#### DOCUMENT TEXT
——

The present study showed that 1.0–2.0% PBP enhanced growth and nutrient utilization, lymphocytes, serum albumin and total protein and reduced serum liver enzymes, indicating the growth-promoting, immunostimulating and hepatoprotective effects of PBP in C. gariepinus Therefore, supplementation of PBP meal as feed additive in the basal diet of Clarias gariepinus at 2.0% is recommended.
Aquaculture is growing globally as a result of intensification of the sector; fed aquaculture production has outpaced the non-fed subsector from 2010 (FAO, 2018, 2020). Fish farming accounts for about 46% of the world fish production and 52% of the fish for human consumption in 2018; providing fish for more than 3.3 billion people globally with 20% of their average per capita consumption of animal proteins, and could be up to 50% or more in some developing countries. Nigeria has intensified production of African catfish and contributes significantly to fish production in African region as the second major producer of fish (FAO, 2020). African catfish is a fed species, with high protein requirements for optimum production. The continuous rise in the cost of feed ingredients is a major concern in the production of the fish like any other fed fish species, as well as losses arising from diseases. Chemotherapeutic agents are often used for prophylactic, therapeutic measures and to promote production. However, the use of these synthetic drugs remains in fish tissues as residues and produce deleterious effects when consumed (Reverter et al., 2017; Santos & Ramus, 2018). Hence research into suitable alternatives to the synthetic drugs for sustainable food fish production is crucial.
African catfish (Clarias gariepinus Burchell 1822), a tropical freshwater farmed fish species, is the most cultured species in Nigeria, widely cultured intensively in other African countries, as well as in many parts of Europe and Asia due to its fast growth resulting from high feed conversion efficiency, high consumer acceptance, adaptability to a wide range of environmental conditions, and high market value (Adeniyi, 2020; Al-Dohail et al., 2009; Strauch et al., 2018). The C. gariepinus is a fed aquaculture species, requiring high protein ration, which makes cost of feeding high, hence utilization of organic additives with growth-enhancing properties will make its production more profitable to farmers.
Phytobiotics is one of the suitable alternatives to the synthetic drugs in aquaculture. The herbal products are readily available, less expensive and more biodegradable, when compared to the synthetic drugs (Adeniyi et al., 2018a; Reverter et al., 2014). Phytobiotics contains some useful metabolites such as flavonoids, alkaloids, terpenoids, tannins, saponins etc. (Adeniyi et al., 2017a; Reverter et al., 2017) and possess a wide variety of properties such as antioxidant, antimicrobial, appetite-enhancement, digestion-enhancement, growth-promotion, and immune-stimulation (Abdel-Tawwab et al., 2018; Adeniyi et al., 2017a, 2017b, 2018a, 2018b, 2022; Adeshina et al., 2021; Bahrami et al., 2015; Farsani et al., 2019; Fawole et al., 2020; Jiang et al., 2016; Saleh et al., 2014).

——

Using the catfish text, answer these:
(a) At what level is PBP meal recommended as a feed additive in the basal diet of Clarias gariepinus?
(b) About what share of world fish production did fish farming account for?
(c) In which country is African catfish the most cultured species?
Draw only on the catfish text for your answers.

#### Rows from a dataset

——

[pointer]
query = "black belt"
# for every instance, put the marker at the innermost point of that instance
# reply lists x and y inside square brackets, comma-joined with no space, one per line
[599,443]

——

#### PROBLEM SOLUTION
(a) 2.0%
(b) About 46%
(c) Nigeria